# [Tareas]
(1) Según el fragmento sobre Rodríguez Huéscar, ¿en qué universidad es profesor de Filosofía?
(2) Por favor, escribe lo que sigue al fragmento sobre Rodríguez Huéscar.

# [Fragmento proporcionado]
>>

Antonio Rodríguez Huéscar es manchego y es orteguiano, es novelista y también filósofo y, a las veces, es profesor de Filosofía en la Universidad de Puerto Rico. Como escritor, es autor de corta obra: una novela, Vida con una diosa y dos volúmenes de ensayos, Del amor platónico a la libertad y Con Ortega y otros escritos1; en muchas de las páginas de su último libro se encuentran remansadas algunas de las más puras calidades filosóficas que vienen a compensar las dimensiones de sus escritos. Y, sin embargo, un manto de desatención y de silencio los envuelve y los rodea. ¿Es esto justo? ¿Es siquiera conveniente?

<<

# [Registros proporcionados]

>>

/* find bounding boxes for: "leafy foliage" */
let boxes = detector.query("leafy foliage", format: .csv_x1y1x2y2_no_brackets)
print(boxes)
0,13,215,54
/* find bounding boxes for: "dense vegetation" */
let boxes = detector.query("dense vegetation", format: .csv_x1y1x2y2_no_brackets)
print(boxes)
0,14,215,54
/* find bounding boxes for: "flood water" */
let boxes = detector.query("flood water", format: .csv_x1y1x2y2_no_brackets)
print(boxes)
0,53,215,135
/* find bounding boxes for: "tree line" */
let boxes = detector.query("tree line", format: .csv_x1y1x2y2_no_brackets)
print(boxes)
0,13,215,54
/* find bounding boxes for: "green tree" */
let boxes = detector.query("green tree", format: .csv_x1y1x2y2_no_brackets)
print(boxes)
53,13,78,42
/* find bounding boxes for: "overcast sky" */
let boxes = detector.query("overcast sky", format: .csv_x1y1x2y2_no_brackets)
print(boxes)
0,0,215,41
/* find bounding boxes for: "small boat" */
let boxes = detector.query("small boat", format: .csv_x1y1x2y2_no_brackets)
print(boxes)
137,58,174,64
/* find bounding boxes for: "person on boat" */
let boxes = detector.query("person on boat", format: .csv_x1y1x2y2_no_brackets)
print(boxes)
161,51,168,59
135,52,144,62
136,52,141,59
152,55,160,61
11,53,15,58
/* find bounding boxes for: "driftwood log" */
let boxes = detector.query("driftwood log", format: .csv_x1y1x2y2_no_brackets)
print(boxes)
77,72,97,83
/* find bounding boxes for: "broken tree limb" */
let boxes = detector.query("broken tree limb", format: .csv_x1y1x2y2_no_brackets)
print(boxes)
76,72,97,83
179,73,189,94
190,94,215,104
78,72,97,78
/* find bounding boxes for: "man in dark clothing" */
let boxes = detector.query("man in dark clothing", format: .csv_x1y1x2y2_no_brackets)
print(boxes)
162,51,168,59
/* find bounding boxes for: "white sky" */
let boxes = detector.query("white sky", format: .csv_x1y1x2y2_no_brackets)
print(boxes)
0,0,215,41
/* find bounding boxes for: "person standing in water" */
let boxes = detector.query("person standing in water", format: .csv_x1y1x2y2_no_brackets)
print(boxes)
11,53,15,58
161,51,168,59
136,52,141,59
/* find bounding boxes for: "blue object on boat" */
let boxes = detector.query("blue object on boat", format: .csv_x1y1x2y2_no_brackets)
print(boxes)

<<

# [Respuestas]
(1) En la Universidad de Puerto Rico.

(2)
En un ensayo lleno de ideas y de finura mental, Huéscar dibuja el perfil vital del hombre manchego, el Homo montielensis que ve pasar los años por Infantes, por Fuenllana o Villahermosa... Encierran estas páginas, en cierto sentido, un profundo y certero autorretrato de este autor, nacido en Fuenllana, tierras de Ciudad Real. ¿Y cómo es este hombre? El hombre de Montiel, precisa, no vive hacia el futuro, sino de cara al pasado; cierto hermetismo anula la porosidad del alma, que queda convertida por su fuerza inercial en «un alma a la deriva»; con afán de inmutabilidad, el hombre de Montiel se rebela contra el tiempo, abandona el momento concreto y se dispara hacia sus visiones interiores de mística o locura; pero en el fondo, concluye Huéscar, «¡qué profunda poesía y qué represada intensidad las de esta vida ensimismada, reconcentrada, del hombre de Montiel -del hombre de Infantes, de Cózar, de Alhambra, de Fuenllana, de Almedina!».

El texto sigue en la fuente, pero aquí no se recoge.